● **Requirements**: Put the material below into a Markdown table with the columns Row and Entry, one numbered row for each line. Skip blank lines, and keep the pictures out of the table.

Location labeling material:

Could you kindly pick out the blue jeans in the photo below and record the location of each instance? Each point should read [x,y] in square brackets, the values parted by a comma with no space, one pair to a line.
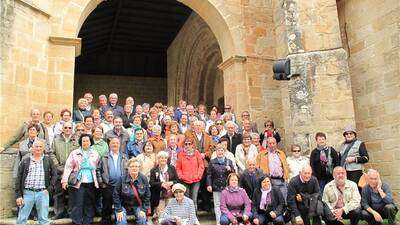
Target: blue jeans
[224,220]
[38,199]
[139,220]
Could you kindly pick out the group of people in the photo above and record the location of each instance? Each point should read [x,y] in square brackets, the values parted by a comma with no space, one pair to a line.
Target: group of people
[166,163]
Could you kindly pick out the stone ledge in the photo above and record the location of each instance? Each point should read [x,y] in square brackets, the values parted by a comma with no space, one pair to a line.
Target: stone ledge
[34,7]
[67,41]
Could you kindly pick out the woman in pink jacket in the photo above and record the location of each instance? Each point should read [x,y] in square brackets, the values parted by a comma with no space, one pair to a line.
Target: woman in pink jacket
[190,168]
[81,180]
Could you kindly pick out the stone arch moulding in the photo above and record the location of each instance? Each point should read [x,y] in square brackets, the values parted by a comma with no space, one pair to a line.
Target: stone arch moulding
[76,12]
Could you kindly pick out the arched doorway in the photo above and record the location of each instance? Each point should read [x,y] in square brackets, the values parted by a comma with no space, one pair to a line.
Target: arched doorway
[127,47]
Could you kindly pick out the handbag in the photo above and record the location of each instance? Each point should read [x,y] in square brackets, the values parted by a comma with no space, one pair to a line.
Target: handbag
[363,180]
[73,178]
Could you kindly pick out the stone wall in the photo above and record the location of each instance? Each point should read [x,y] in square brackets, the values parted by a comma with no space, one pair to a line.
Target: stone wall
[193,58]
[318,97]
[371,30]
[142,89]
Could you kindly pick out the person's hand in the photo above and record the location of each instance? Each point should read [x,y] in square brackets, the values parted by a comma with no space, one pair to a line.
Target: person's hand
[350,159]
[299,220]
[377,217]
[298,198]
[235,222]
[256,221]
[19,201]
[338,213]
[142,214]
[120,216]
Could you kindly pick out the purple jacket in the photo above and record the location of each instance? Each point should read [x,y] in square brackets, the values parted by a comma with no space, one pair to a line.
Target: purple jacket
[235,202]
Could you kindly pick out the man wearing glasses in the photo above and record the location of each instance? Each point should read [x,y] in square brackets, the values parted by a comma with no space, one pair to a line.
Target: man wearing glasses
[61,147]
[353,154]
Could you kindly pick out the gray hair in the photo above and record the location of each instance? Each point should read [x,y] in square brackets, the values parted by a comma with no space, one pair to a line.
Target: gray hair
[162,154]
[231,123]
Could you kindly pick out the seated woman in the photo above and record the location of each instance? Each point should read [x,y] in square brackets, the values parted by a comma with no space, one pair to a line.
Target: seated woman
[132,195]
[180,210]
[162,177]
[268,203]
[235,204]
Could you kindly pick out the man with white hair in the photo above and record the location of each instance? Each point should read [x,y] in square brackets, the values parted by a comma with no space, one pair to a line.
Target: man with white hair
[118,132]
[36,178]
[22,132]
[301,189]
[234,138]
[377,200]
[112,105]
[89,98]
[343,199]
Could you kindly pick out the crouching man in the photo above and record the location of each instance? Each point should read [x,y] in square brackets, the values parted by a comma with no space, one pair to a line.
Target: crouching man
[343,199]
[377,201]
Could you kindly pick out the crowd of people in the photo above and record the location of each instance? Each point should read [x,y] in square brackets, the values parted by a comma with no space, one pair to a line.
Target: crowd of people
[164,164]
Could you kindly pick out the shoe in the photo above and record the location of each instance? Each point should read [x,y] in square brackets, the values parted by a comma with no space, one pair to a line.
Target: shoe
[57,217]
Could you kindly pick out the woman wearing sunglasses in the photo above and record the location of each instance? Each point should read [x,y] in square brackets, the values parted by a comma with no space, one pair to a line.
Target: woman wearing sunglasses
[190,168]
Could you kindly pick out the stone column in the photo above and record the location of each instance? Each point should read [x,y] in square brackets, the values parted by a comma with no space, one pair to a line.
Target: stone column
[319,97]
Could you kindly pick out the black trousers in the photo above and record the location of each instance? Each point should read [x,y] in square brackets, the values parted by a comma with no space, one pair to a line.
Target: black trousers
[353,215]
[204,195]
[316,220]
[107,203]
[83,201]
[389,212]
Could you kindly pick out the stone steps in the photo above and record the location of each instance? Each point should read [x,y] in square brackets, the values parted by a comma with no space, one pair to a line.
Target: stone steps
[206,218]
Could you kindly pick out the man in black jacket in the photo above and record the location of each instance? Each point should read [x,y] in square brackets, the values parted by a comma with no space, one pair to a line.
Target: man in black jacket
[250,176]
[35,180]
[111,168]
[300,186]
[234,138]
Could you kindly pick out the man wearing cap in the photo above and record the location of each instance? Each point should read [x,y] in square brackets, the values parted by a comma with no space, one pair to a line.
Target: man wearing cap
[179,210]
[353,154]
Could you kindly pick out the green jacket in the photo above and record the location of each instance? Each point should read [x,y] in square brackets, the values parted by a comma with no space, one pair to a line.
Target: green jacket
[60,150]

● **Task solution**:
| Row | Entry |
|---|---|
| 1 | Could you kindly pick out the blue jeans in the photo below and record the location of each instance? Each point should read [x,y] in square brackets, the values parted by a comma with no space, one pair to a line. |
| 2 | Target: blue jeans |
| 3 | [224,220] |
| 4 | [38,199] |
| 5 | [139,220] |
| 6 | Could you kindly pick out the group of people in the photo above and record the location of each instance? Each point should read [x,y] in square brackets, the values parted by a comma with no space, one pair to a line. |
| 7 | Target: group of people |
| 8 | [166,163] |
| 9 | Could you kindly pick out the stone ledge in the photo above and record the location of each instance? Each point should read [x,y] in square brackets, the values parted by a comma with no space, one pair to a line. |
| 10 | Target: stone ledge |
| 11 | [34,7] |
| 12 | [67,41] |
| 13 | Could you kindly pick out the woman in pink jacket in the photo above and record the location of each instance? Each point should read [x,y] in square brackets, the values parted by a comma with no space, one pair to a line. |
| 14 | Target: woman in pink jacket |
| 15 | [190,168] |
| 16 | [81,180] |
| 17 | Could you kindly pick out the stone arch moulding in the photo above and record the location of each instance? Each point should read [x,y] in square brackets, the values parted by a comma with no space, one pair to a line. |
| 18 | Target: stone arch moulding |
| 19 | [76,12] |
| 20 | Could you kindly pick out the arched doorway in the photo above and record the location of each instance? Each point should read [x,y] in square brackets, the values parted by a comma with no space, one pair to a line. |
| 21 | Target: arched doorway |
| 22 | [127,47] |
| 23 | Could you kindly pick out the handbag in the photo above and record the location of each instance? Each point should read [x,y] in square brackets, the values parted by a comma with no space, one pair to a line. |
| 24 | Target: handbag |
| 25 | [363,180] |
| 26 | [73,178] |
| 27 | Could you kindly pick out the stone wall in the photo above and record the location of each instance? Each point should read [x,y] in square brackets, the values parted by a comma with no space, one pair to a line. |
| 28 | Target: stone wall |
| 29 | [193,58] |
| 30 | [318,97] |
| 31 | [371,30] |
| 32 | [142,89] |
| 33 | Could you kindly pick out the person's hand in the photo above and record the location of each instance? Each point should read [x,y] in square brackets, the values parted by a comma with no space, one pair to a line. |
| 34 | Target: person's hand |
| 35 | [350,159] |
| 36 | [299,220] |
| 37 | [377,217] |
| 38 | [298,198] |
| 39 | [235,222] |
| 40 | [256,221] |
| 41 | [19,201] |
| 42 | [338,213] |
| 43 | [142,214] |
| 44 | [120,216] |
| 45 | Could you kindly pick out the purple jacket in the photo above and record the location of each instance? Each point should read [x,y] in square brackets, the values parted by a comma with no space, one pair to a line. |
| 46 | Target: purple jacket |
| 47 | [235,202] |
| 48 | Could you kindly pick out the man wearing glasses in the photo above and record the location of each instance? Each point should read [x,y] in square brackets, the values parted by a comma with no space, one pair to a line. |
| 49 | Target: man wearing glasses |
| 50 | [61,147] |
| 51 | [353,154] |
| 52 | Could you kindly pick out the gray hair in the photo above and record the location of each instance? Each point should read [x,y] in square brackets, the values parted by a comma with no space, one pair to a line. |
| 53 | Target: gray hair |
| 54 | [162,154] |
| 55 | [231,123] |
| 56 | Could you kindly pick out the seated woman in the photo above and record the location of each instance? Each point should read [x,y] in square brackets, the values parted by a comma with no space, one pair to a line. |
| 57 | Target: seated woman |
| 58 | [132,195] |
| 59 | [180,210] |
| 60 | [162,177] |
| 61 | [268,203] |
| 62 | [235,204] |
| 63 | Could you kindly pick out the man with white hair in the photo above and record the location of each instance? Each point should read [x,y] in square brackets, the values parted by a comma with no space, one pair to a line. |
| 64 | Target: man with white hair |
| 65 | [118,132] |
| 66 | [36,178] |
| 67 | [22,132] |
| 68 | [301,189] |
| 69 | [234,138] |
| 70 | [377,200] |
| 71 | [112,105] |
| 72 | [89,98] |
| 73 | [343,199] |
| 74 | Could you kindly pick out the crouching man in the photo above and record the location of each instance? Each point should read [x,y] in square brackets, the values parted by a comma with no space, one pair to a line. |
| 75 | Target: crouching man |
| 76 | [343,199] |
| 77 | [377,201] |
| 78 | Could you kindly pick out the crowd of people in the photo above and record the location of each instance? Each point should read [x,y] in square brackets, the values parted by a comma with no space, one pair to a line. |
| 79 | Target: crowd of people |
| 80 | [164,164] |
| 81 | Could you kindly pick out the shoe in the photo above and record the location of each instance? Each point should read [x,y] in square brackets, the values parted by a comma with no space, one pair to a line. |
| 82 | Target: shoe |
| 83 | [57,217] |
| 84 | Could you kindly pick out the woman wearing sunglasses in the photo above and record the location of each instance? Each point should read [x,y] in square brackets, the values parted by a comma with no space, one pair to a line. |
| 85 | Target: woman wearing sunglasses |
| 86 | [190,168] |
| 87 | Could you kindly pick out the stone column in the photo above and record the location of each instance? Each point should read [x,y] in square brackets, the values parted by a comma with no space, one pair to a line. |
| 88 | Target: stone column |
| 89 | [319,97] |
| 90 | Could you kindly pick out the black trousers in the photo above and record the location of each instance? Each point should read [x,y] in square brackets, the values parted by a comma with no space, one pair to a line. |
| 91 | Target: black trousers |
| 92 | [353,215] |
| 93 | [204,195] |
| 94 | [316,220] |
| 95 | [107,203] |
| 96 | [83,201] |
| 97 | [389,212] |
| 98 | Could you kindly pick out the stone steps in the photo above and record the location of each instance? Each point should read [x,y] in square brackets, the values parted by a comma with no space, one pair to a line. |
| 99 | Target: stone steps |
| 100 | [206,218] |
| 101 | Could you kindly pick out the man in black jacket in the photo above and record the location of each instance? Each point should read [x,y] in square brackets, the values parted by a comma with no space, one pair to a line. |
| 102 | Target: man in black jacket |
| 103 | [250,176] |
| 104 | [35,180] |
| 105 | [111,168] |
| 106 | [300,186] |
| 107 | [234,138] |
| 108 | Could you kindly pick out the man wearing cap in the photo above and record the location of each instance? Each point should read [x,y] in square brackets, the values parted by a comma with no space, one pair to a line. |
| 109 | Target: man wearing cap |
| 110 | [179,210] |
| 111 | [353,154] |
| 112 | Could you kindly pick out the green jacket in the photo above and record the location of each instance? Each point should read [x,y] in square brackets, the values parted by a comma with no space, one pair to a line. |
| 113 | Target: green jacket |
| 114 | [60,150] |